* **Data for processing**
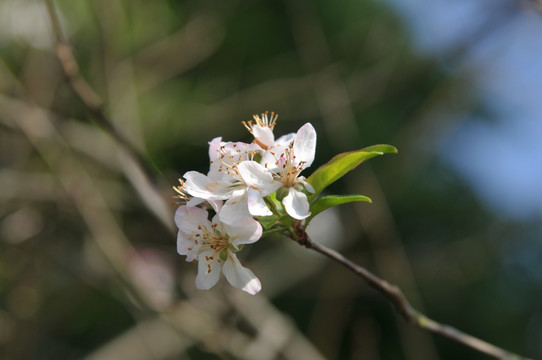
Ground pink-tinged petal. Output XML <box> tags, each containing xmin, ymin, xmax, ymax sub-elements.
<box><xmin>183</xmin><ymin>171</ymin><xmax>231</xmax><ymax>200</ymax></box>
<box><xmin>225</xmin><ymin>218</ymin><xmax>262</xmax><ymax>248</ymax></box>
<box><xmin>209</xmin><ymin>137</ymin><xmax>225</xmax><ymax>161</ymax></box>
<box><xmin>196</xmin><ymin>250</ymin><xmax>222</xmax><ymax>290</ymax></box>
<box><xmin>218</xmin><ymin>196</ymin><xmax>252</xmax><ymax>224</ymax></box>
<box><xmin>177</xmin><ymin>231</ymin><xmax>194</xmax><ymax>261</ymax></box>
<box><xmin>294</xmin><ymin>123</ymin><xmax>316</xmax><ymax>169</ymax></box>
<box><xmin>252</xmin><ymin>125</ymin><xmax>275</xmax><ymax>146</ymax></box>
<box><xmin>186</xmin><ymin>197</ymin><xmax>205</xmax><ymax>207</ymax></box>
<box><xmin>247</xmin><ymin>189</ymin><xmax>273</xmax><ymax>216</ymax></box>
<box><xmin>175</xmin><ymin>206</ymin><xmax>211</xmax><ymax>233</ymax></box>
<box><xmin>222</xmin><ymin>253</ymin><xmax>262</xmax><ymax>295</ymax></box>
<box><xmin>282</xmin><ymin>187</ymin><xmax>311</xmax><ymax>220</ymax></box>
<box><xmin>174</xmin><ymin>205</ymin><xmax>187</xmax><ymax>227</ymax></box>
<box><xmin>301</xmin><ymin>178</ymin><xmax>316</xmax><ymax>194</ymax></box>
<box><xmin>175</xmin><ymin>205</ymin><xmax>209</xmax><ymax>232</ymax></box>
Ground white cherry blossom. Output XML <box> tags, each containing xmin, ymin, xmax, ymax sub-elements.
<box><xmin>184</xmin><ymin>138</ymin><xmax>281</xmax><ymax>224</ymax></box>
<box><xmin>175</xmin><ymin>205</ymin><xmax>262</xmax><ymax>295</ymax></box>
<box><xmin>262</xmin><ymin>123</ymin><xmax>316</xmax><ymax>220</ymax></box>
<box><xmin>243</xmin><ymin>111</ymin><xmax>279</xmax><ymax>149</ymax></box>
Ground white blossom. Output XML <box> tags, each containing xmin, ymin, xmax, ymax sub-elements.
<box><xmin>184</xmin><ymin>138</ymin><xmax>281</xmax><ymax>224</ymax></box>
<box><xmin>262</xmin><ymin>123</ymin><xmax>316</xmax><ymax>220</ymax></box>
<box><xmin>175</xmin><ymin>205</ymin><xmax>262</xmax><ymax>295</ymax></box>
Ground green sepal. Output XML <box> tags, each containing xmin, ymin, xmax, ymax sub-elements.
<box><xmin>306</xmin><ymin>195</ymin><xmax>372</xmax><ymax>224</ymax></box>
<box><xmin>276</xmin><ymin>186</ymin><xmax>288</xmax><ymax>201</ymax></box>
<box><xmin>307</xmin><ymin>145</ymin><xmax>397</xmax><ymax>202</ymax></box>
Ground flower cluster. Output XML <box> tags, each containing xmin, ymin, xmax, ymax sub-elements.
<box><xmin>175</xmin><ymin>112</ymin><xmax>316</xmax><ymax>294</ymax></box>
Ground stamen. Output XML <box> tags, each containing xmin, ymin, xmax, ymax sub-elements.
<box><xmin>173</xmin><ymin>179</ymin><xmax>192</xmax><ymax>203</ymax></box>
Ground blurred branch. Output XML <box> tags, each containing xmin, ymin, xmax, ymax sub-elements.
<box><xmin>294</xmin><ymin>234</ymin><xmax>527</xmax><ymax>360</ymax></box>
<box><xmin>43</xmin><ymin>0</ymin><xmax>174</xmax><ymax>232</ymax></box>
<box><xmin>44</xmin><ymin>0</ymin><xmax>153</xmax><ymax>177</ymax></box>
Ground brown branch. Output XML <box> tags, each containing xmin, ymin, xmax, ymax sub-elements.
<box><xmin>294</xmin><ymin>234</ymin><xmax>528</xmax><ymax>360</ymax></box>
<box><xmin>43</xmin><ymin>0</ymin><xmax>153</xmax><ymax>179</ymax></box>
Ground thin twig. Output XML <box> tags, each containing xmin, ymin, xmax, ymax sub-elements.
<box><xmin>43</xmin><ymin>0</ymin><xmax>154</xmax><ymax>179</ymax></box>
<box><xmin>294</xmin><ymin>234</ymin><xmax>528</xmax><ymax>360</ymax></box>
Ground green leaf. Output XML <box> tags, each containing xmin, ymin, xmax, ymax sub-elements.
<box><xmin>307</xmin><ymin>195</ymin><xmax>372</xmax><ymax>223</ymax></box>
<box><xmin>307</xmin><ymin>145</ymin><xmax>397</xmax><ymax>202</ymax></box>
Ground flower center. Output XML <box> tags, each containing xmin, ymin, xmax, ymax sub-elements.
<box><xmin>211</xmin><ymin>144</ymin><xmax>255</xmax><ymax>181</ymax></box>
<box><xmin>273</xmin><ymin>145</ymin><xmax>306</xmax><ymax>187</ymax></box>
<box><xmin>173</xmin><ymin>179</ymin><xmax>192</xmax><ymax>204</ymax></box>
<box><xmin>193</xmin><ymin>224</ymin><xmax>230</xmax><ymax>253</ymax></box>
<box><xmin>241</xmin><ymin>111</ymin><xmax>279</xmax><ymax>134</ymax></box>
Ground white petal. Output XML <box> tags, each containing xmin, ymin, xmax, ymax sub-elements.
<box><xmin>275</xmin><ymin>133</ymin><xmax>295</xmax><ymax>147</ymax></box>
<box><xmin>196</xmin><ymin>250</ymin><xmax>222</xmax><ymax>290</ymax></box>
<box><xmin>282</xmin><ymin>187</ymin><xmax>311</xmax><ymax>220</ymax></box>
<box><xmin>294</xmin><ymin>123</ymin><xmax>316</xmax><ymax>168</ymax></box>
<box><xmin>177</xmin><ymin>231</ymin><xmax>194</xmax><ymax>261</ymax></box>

* **What the task asks**
Collect every line of the records that contains the string "Ground", matching case exactly.

* **The completed task**
Ground pink-tinged petal. Output XML <box> tags, each containing xmin, ymin, xmax, ymax sub-elements.
Ground white cherry blossom. Output XML <box> tags, each containing xmin, ymin, xmax, ymax sub-elements.
Ground white blossom. Output XML <box> tags, each containing xmin, ymin, xmax, ymax sub-elements.
Ground green sepal. Output XML <box> tags, each containing xmin, ymin, xmax, ymax sub-elements.
Ground flower cluster. Output XML <box> tags, each containing xmin, ymin, xmax, ymax sub-elements.
Ground stamen. Output XML <box> tags, each containing xmin, ymin, xmax, ymax sub-elements.
Ground blurred branch. Output XML <box> tags, each containing xmin, ymin, xmax, ymax sub-elements.
Ground brown branch. Output XML <box> tags, each containing xmin, ymin, xmax, ymax sub-elements.
Ground thin twig. Output XML <box> tags, each containing xmin, ymin, xmax, ymax sub-elements.
Ground green leaf. Output XML <box> tags, each containing xmin, ymin, xmax, ymax sub-elements.
Ground flower center. Output XML <box> tags, each containing xmin, ymin, xmax, ymax sub-elements.
Ground white petal. Output XML <box> tags, each containing xmin, ymin, xmax, ymax sub-elements.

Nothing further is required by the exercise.